* _Items listed in a dataset_
<<<<

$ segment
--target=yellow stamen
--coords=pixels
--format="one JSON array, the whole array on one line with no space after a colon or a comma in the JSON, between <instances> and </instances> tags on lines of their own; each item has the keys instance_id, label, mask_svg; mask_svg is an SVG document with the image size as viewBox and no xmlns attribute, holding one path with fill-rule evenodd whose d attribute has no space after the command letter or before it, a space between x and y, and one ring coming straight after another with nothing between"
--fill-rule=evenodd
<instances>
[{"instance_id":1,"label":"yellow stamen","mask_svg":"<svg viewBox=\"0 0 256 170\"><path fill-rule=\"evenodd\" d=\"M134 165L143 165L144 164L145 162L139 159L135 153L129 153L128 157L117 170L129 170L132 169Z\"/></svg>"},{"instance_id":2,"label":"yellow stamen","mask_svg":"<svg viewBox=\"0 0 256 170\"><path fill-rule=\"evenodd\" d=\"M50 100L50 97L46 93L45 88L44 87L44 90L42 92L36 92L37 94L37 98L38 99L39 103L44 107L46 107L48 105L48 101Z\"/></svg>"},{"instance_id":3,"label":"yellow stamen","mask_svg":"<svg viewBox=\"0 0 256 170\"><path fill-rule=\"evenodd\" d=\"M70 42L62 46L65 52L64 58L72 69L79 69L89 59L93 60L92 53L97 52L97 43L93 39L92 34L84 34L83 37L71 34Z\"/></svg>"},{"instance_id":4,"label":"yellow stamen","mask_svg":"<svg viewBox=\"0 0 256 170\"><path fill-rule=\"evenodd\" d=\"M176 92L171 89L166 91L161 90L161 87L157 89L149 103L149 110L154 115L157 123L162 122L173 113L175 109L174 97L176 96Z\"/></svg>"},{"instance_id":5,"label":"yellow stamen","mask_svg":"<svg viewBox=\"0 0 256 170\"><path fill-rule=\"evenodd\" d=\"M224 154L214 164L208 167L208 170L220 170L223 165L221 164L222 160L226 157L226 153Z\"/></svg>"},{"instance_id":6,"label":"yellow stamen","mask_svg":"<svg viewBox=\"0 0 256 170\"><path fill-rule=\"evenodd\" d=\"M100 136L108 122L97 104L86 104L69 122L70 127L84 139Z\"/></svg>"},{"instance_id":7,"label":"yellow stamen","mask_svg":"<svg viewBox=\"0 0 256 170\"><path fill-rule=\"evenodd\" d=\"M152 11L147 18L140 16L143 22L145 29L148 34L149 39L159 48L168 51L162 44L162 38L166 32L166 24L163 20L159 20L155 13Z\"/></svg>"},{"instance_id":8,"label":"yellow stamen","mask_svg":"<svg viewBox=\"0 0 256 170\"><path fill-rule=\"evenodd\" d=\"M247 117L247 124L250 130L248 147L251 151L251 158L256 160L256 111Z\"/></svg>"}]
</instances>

>>>>

* _Exercise_
Provide all the records again, word for word.

* _Response for this exercise_
$ segment
--target=yellow stamen
--coords=pixels
--format="one JSON array, the whole array on one line with no space after a colon or a comma in the JSON, between <instances> and </instances> tags on lines of their own; each item has the keys instance_id, label, mask_svg; mask_svg is an SVG document with the image size as viewBox and no xmlns attribute, holding one path with fill-rule evenodd whose d attribute has no space after the command letter or before it, a space between x and y, and one ring coming straight after another with nothing between"
--fill-rule=evenodd
<instances>
[{"instance_id":1,"label":"yellow stamen","mask_svg":"<svg viewBox=\"0 0 256 170\"><path fill-rule=\"evenodd\" d=\"M134 165L143 165L144 164L145 162L139 159L135 153L129 153L128 157L117 170L129 170L132 169Z\"/></svg>"},{"instance_id":2,"label":"yellow stamen","mask_svg":"<svg viewBox=\"0 0 256 170\"><path fill-rule=\"evenodd\" d=\"M50 100L50 97L46 93L45 88L44 87L44 90L42 92L36 92L37 94L37 98L38 99L39 103L44 107L46 107L48 105L48 101Z\"/></svg>"},{"instance_id":3,"label":"yellow stamen","mask_svg":"<svg viewBox=\"0 0 256 170\"><path fill-rule=\"evenodd\" d=\"M70 42L62 46L65 52L64 58L72 69L79 69L89 59L93 60L92 53L97 52L97 43L93 39L92 34L84 34L83 37L71 34Z\"/></svg>"},{"instance_id":4,"label":"yellow stamen","mask_svg":"<svg viewBox=\"0 0 256 170\"><path fill-rule=\"evenodd\" d=\"M176 92L171 89L166 91L161 90L161 87L157 89L149 103L149 110L154 115L157 123L162 122L173 113L175 109L174 97L176 96Z\"/></svg>"},{"instance_id":5,"label":"yellow stamen","mask_svg":"<svg viewBox=\"0 0 256 170\"><path fill-rule=\"evenodd\" d=\"M224 154L214 164L208 167L208 170L220 170L223 165L221 164L222 160L226 157L226 153Z\"/></svg>"},{"instance_id":6,"label":"yellow stamen","mask_svg":"<svg viewBox=\"0 0 256 170\"><path fill-rule=\"evenodd\" d=\"M100 136L108 122L97 104L86 104L69 122L70 127L84 139Z\"/></svg>"},{"instance_id":7,"label":"yellow stamen","mask_svg":"<svg viewBox=\"0 0 256 170\"><path fill-rule=\"evenodd\" d=\"M152 11L147 18L140 16L143 22L145 29L148 34L149 39L159 48L168 51L162 44L162 38L166 32L166 24L163 20L159 20L155 13Z\"/></svg>"},{"instance_id":8,"label":"yellow stamen","mask_svg":"<svg viewBox=\"0 0 256 170\"><path fill-rule=\"evenodd\" d=\"M247 117L247 124L250 130L248 147L251 151L251 158L256 160L256 111Z\"/></svg>"}]
</instances>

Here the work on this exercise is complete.